● REQUIRED ACTIONS:
1) In the review of Right Hand Magic, rewrite the section from "From this beginning" up to and including "people would do.", substituting "panther" for "cougar".
2) Continue the Right Hand Magic review past its final sentence.

● PASSAGE SHOWN:
In Right Hand Magic we meet Tate, who is a trust fund baby defying her socialite parents by choosing the path of an artist, in her case an artist who builds sculptures out of metal.  When the book begins Tate has recently broken up with her boyfriend and is looking for someplace new to live, particularly if the rent price is right and she finds the right rent in the area of the city known as Golgatham.  We’re not given a LOT of background about how magic came into the world, but it’s enough to know that the supernatural exists and that it is untrusted and generally confined within Golgatham.  Usually humans aren’t welcome there, but Tate is desperate for change and at $750 a month she figures it’s worth trying something a little weird.

From this beginning Tate meets her witch born landlord, his obnoxious winged cat familiar, a cellar dwelling seer and a new housemate in the form of a were cougar escaped from the underground fighting pits.  The plot is fairly predictable, but I didn’t mind going on the journey to see just how it’d be achieved.  Tate is a really fun heroine with a spunky attitude, that never crossed over to being mean.  She is not a ‘kick ass’ heroine in the traditional UF sense of killing everything that gets in her way.  More she’s just confident in herself and works hard to achieve her goals and to take care of the people around her.  At one point she’s captured by the protagonist and even though she can’t do much, she does take the opportunity to stomp his foot and kick him in the shins, which is pretty much what I think most people would do.

● DATASET:
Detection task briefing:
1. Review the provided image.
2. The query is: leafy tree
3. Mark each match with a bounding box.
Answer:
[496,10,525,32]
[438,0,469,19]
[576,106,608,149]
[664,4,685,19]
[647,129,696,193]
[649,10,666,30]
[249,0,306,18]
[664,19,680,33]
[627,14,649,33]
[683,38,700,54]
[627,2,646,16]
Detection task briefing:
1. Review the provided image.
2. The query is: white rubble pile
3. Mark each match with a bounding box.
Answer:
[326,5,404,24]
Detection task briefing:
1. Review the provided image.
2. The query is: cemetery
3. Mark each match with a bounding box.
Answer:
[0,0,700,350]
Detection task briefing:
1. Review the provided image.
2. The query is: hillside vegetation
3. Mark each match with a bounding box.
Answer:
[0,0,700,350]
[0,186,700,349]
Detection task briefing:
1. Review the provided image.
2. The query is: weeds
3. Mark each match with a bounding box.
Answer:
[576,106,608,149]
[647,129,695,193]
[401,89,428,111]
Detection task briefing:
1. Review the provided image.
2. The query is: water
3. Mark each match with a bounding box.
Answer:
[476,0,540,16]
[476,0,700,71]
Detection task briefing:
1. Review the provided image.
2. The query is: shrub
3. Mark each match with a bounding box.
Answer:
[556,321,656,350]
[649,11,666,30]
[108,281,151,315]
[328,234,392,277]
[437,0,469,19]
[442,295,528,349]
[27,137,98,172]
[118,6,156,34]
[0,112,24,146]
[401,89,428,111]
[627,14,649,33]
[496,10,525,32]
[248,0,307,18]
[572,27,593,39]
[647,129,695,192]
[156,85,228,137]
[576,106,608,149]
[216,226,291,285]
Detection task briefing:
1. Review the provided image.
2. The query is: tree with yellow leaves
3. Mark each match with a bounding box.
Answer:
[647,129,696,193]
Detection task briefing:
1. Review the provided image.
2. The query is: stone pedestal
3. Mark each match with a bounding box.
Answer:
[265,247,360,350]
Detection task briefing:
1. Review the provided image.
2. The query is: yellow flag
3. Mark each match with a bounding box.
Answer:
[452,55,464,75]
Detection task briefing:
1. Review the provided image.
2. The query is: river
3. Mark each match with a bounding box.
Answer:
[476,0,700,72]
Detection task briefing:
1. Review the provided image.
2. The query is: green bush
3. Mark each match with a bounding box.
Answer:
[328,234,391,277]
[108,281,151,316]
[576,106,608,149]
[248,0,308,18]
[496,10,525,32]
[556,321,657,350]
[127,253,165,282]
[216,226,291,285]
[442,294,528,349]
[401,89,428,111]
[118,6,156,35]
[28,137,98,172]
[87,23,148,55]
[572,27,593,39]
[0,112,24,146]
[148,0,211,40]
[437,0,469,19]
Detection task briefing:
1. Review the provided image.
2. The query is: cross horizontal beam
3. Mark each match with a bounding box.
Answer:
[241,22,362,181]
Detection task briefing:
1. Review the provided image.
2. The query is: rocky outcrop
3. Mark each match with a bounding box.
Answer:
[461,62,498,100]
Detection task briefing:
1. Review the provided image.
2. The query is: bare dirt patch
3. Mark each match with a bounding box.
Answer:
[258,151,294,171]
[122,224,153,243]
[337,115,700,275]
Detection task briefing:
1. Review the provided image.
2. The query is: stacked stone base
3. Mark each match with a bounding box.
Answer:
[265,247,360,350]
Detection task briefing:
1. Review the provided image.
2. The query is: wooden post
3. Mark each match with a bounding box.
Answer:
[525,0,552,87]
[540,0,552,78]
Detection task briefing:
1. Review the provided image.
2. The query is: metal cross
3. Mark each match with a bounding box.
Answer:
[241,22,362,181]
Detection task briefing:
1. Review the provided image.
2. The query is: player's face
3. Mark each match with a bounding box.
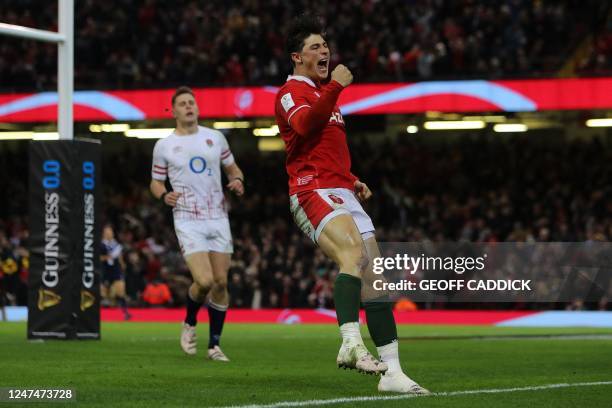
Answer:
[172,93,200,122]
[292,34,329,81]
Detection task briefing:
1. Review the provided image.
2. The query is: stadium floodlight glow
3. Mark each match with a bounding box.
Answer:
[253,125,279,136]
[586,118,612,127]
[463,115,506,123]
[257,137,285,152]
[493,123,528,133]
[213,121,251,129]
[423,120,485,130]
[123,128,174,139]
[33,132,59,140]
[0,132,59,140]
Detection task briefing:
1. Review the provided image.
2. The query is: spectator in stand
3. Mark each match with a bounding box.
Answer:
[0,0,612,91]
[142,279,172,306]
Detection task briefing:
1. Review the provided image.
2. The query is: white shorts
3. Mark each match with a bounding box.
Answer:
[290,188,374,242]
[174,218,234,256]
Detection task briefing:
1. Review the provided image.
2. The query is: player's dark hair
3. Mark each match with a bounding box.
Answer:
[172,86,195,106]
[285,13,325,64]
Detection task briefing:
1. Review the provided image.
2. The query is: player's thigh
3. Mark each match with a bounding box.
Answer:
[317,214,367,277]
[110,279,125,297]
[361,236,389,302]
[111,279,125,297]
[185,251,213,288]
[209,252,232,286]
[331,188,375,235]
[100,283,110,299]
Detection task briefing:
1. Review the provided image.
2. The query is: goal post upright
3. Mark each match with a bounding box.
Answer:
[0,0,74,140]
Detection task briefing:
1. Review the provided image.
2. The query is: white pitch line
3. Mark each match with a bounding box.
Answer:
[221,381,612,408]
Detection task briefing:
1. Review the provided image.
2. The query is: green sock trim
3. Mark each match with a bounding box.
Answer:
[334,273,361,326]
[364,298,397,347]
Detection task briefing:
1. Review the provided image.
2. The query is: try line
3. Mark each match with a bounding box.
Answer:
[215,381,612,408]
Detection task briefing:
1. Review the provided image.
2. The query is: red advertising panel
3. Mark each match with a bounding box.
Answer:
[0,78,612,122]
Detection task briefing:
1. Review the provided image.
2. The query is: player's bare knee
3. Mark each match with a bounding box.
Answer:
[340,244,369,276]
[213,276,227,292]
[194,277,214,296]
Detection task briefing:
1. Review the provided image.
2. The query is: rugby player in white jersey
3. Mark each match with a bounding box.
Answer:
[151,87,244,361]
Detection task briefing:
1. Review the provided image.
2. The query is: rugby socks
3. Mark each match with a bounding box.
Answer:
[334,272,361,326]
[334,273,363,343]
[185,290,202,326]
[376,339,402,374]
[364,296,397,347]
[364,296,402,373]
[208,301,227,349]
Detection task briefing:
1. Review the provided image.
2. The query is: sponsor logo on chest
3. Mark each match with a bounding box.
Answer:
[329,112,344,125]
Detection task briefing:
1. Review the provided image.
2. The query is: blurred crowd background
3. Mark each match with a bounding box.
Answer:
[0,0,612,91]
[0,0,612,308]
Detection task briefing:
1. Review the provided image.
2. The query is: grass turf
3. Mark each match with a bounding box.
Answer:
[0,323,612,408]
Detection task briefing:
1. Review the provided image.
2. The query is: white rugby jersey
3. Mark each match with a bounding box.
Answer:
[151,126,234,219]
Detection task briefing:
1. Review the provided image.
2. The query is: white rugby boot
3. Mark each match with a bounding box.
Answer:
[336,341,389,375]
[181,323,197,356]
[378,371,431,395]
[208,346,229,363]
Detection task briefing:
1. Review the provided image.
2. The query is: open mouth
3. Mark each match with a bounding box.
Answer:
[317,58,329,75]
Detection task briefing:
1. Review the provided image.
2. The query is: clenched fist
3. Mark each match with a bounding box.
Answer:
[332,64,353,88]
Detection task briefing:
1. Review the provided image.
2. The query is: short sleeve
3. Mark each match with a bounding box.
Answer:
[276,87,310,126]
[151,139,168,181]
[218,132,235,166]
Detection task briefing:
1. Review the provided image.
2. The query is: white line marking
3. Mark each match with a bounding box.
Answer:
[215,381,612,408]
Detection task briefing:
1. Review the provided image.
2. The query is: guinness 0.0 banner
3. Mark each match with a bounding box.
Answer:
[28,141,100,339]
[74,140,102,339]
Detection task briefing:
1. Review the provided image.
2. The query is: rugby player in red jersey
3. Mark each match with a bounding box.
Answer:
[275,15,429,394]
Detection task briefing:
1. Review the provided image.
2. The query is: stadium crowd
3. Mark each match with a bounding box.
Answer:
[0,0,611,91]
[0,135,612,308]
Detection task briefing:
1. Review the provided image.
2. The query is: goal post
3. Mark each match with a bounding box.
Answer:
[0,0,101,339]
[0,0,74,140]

● SET OF ANSWERS:
1)
From this beginning Tate meets her witch born landlord, his obnoxious winged cat familiar, a cellar dwelling seer and a new housemate in the form of a were panther escaped from the underground fighting pits.  The plot is fairly predictable, but I didn’t mind going on the journey to see just how it’d be achieved.  Tate is a really fun heroine with a spunky attitude, that never crossed over to being mean.  She is not a ‘kick ass’ heroine in the traditional UF sense of killing everything that gets in her way.  More she’s just confident in herself and works hard to achieve her goals and to take care of the people around her.  At one point she’s captured by the protagonist and even though she can’t do much, she does take the opportunity to stomp his foot and kick him in the shins, which is pretty much what I think most people would do.

2)
Likewise the romance is cute and sweet.  You can tell it’s coming, but Tate and Hexe are cute together and it’s satisfying.   I appreciate Hexe’s characterization and his strength of person as well.  In fact the majority of the secondary characters are well done, which really rounds out the world and makes the bits that would be less believable something I’m willing to suspect disbelief for.

The magic system is fun consisting of natural abilities that come with race and then the witches, who practice Right Hand Magic, Left Hand Magic or some combination of the two.  Right Hand Magic is gentle magic, usually used for healing and blessing and undoing dark magic, where Left Hand Magic would be the a fore mentioned dark magic.  Most witches tend towards Left Hand Magic or the middle ground, but Hexe has chosen a path of only Right Hand Magic, no matter how hard it is to hold that road.

This book read fast and I’m looking forward to the next installment.

Genre:  Urban Fantasy/Paranormal Romance

Age: Late Teen/Adult

Content:  Very mild Sexuality, violence, language

Overall:  4/5

Book Review: Of Saints and Shadows April 29, 2011

Posted by Realitybypass in Book Review, Urban Fantasy.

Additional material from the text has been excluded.